Extrait à lire:
+++++

Il nous serait impossible de ne pas réfuter également ce que nous considérons comme une injure faite à la mémoire de Pinchinat, par Pamphile de Lacroix. Le mérite de son ouvrage sur la Révolution de Saint-Domingue, l’a recommandé au public : il faut détruire ce qu’il y a de calomnieux pour un de nos premiers révolutionnaires.

En parlant du retour de Polvérel au Port-au-Prince, cet auteur prétend que « ce commissaire civil y accourut pour user de son influence sur le commandant Montbrun et sur le président Pinchinat, dont le crédit moral semblait s’être volontairement affaissé au milieu des dernières dissensions. » Ce qui revient à dire que Pinchinat, par son influence, eût pu empêcher Montbrun, plein de méfiance, d’amour-propre et d’orgueil, comme tous ceux de sa caste[1], d’agir comme il a fait au 18 mars.

+++++

Enregistrements extraits:
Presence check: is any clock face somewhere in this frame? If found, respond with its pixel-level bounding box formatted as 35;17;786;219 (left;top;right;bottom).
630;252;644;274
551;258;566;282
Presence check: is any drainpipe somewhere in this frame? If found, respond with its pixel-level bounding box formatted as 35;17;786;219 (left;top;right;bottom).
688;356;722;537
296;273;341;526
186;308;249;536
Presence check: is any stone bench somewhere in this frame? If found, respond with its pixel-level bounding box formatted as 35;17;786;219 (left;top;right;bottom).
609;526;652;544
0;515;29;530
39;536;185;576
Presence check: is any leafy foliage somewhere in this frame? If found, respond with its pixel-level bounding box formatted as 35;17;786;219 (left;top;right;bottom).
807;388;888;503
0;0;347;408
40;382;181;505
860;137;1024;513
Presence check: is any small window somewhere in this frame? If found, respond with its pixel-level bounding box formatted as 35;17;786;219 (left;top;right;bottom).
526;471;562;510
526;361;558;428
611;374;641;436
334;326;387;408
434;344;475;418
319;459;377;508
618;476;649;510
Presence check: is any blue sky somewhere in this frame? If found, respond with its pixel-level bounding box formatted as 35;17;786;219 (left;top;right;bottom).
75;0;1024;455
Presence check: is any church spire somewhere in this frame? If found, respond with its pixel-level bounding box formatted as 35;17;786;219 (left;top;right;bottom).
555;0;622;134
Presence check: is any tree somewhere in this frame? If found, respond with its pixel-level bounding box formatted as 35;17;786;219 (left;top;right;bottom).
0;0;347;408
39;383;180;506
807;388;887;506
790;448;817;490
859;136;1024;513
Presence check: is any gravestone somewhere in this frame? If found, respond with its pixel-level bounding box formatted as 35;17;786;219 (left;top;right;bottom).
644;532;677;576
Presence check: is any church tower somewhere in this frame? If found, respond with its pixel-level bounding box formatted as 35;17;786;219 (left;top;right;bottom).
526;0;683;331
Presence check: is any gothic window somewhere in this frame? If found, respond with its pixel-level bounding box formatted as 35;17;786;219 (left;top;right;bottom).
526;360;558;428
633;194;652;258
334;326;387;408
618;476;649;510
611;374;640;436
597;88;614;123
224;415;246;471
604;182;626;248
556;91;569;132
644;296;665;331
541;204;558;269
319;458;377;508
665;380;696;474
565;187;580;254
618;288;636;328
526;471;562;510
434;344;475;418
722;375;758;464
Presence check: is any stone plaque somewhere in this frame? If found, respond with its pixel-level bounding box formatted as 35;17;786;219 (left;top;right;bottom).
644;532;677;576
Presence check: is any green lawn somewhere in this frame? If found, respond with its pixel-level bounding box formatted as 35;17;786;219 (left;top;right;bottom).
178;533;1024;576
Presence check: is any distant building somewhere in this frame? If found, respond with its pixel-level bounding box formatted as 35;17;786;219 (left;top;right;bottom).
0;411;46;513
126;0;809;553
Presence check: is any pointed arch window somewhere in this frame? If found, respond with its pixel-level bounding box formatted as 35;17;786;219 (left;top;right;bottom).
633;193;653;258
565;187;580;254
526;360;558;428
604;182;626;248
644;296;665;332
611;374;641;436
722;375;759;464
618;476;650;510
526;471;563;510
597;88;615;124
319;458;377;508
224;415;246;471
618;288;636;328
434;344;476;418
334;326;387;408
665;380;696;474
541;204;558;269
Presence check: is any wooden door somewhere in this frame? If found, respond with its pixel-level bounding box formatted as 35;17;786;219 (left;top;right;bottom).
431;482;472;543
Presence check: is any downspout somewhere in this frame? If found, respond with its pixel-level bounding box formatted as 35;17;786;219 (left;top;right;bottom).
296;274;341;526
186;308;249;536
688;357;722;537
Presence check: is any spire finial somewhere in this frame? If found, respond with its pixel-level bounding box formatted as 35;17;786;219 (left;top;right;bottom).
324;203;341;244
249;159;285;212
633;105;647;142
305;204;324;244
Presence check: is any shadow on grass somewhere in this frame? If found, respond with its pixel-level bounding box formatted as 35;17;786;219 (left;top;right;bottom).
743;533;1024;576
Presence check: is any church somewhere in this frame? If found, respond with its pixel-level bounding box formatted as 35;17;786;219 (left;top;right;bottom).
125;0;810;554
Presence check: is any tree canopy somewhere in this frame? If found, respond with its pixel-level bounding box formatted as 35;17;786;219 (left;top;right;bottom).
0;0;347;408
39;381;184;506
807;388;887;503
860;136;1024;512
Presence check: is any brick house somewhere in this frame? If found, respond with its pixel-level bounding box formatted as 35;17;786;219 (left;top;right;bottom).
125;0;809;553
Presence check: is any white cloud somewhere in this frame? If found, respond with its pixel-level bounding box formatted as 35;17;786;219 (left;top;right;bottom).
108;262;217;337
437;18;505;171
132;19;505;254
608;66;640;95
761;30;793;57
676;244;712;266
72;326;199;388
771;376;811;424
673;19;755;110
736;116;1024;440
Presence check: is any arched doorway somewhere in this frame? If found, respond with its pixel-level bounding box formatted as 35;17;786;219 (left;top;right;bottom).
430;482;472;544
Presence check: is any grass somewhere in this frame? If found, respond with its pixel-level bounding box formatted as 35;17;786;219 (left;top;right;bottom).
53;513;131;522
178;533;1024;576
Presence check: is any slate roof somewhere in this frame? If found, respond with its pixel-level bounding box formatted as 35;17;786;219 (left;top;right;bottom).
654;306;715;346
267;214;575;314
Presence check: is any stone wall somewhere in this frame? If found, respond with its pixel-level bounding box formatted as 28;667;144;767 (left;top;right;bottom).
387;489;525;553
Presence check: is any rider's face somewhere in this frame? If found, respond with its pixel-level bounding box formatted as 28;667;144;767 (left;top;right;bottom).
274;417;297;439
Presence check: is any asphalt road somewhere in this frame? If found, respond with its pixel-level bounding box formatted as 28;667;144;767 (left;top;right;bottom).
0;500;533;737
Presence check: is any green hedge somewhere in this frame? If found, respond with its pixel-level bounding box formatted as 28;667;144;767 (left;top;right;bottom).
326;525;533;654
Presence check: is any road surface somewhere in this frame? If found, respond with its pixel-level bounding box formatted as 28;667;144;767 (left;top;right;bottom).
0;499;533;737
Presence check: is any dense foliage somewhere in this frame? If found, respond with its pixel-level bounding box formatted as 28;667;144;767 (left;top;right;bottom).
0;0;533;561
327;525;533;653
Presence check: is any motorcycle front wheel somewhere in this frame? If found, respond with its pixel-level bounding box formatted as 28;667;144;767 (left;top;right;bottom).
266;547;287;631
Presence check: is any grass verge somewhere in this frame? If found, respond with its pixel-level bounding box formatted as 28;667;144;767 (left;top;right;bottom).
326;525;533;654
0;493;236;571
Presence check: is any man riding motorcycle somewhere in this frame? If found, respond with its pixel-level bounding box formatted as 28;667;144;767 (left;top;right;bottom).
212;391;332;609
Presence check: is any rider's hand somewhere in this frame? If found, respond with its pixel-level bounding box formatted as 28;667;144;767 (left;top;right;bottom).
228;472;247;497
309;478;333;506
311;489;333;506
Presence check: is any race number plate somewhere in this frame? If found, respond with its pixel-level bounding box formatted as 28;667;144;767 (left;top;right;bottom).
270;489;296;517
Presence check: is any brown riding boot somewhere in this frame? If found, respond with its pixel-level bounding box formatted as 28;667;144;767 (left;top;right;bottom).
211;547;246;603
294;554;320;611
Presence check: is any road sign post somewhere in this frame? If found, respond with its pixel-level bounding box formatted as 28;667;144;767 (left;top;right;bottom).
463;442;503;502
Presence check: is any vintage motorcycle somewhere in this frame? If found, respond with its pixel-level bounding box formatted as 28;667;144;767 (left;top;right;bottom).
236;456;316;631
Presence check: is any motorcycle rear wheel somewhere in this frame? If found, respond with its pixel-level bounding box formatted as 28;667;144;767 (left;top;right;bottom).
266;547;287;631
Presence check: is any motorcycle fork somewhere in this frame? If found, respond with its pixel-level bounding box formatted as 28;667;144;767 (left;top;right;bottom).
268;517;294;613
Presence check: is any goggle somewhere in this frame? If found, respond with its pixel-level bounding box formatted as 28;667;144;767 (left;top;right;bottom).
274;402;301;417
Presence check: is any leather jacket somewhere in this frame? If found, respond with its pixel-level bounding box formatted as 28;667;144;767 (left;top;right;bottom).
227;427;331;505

+++++

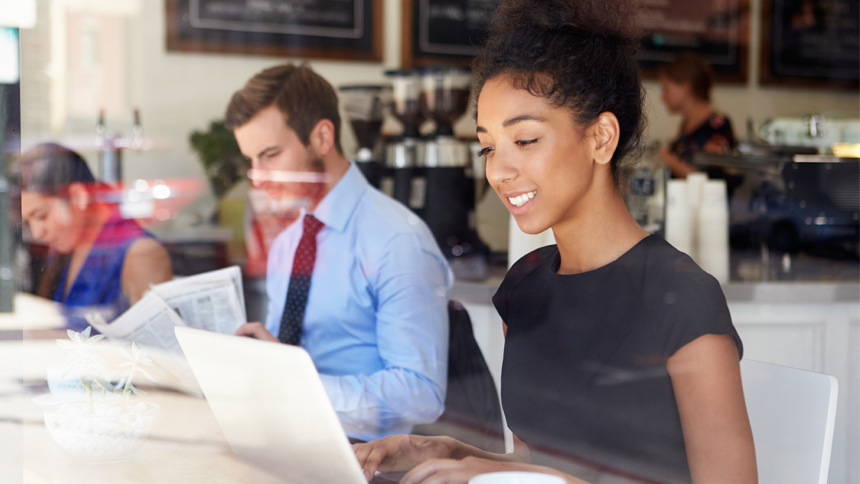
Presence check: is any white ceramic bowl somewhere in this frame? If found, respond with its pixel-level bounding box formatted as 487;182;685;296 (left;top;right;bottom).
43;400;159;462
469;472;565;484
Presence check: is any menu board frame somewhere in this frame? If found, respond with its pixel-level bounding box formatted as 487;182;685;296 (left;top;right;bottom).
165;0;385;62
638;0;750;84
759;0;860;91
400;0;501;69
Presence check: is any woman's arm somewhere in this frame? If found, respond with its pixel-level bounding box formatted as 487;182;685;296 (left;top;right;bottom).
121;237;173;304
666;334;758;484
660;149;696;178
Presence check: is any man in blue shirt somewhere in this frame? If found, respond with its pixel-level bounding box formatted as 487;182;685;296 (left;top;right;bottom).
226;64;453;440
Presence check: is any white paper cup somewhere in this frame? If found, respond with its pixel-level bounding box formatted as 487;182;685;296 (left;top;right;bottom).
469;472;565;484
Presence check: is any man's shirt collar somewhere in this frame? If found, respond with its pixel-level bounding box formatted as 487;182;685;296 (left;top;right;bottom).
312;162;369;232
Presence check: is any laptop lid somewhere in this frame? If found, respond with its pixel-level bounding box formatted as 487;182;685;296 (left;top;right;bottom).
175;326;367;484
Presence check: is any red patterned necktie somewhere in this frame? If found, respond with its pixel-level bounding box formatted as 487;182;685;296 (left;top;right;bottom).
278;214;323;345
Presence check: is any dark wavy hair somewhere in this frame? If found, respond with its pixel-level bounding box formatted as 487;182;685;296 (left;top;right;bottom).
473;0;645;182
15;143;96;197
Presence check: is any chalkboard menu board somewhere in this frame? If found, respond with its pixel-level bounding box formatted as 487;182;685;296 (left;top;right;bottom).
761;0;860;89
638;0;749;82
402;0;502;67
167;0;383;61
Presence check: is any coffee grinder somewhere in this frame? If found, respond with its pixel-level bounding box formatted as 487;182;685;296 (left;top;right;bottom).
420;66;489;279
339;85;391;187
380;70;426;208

+++++

Travail demandé:
[1] Relevez tous les noms de personnes mentionnés dans l'extrait à lire, chacun une seule fois.
[2] Dans les enregistrements, donnez sous forme de liste JSON de chaînes les lignes qui commencent à celle contenant "Presence check: is any man riding" et se terminent à celle contenant "463;442;503;502", à raison d'une chaîne par ligne et sans les lignes vides.

Réponses aux consignes:
[1] Pinchinat, Pamphile de Lacroix, Polvérel, Montbrun

[2]
[
  "Presence check: is any man riding motorcycle somewhere in this frame? If found, respond with its pixel-level bounding box formatted as 28;667;144;767 (left;top;right;bottom).",
  "212;391;332;609",
  "Presence check: is any rider's hand somewhere in this frame? If found, respond with its pixel-level bounding box formatted as 28;667;144;767 (left;top;right;bottom).",
  "228;472;247;497",
  "309;478;333;506",
  "311;489;333;506",
  "Presence check: is any race number plate somewhere in this frame? If found, respond with its pixel-level bounding box formatted as 28;667;144;767 (left;top;right;bottom).",
  "270;489;296;517",
  "Presence check: is any brown riding boot somewhere in this frame? If found, respond with its pixel-level bounding box formatted as 28;667;144;767 (left;top;right;bottom).",
  "211;547;246;603",
  "294;554;320;611",
  "Presence check: is any road sign post somewhere in this frame? If found, respond with its pixel-level bounding box formatted as 28;667;144;767 (left;top;right;bottom).",
  "463;442;503;502"
]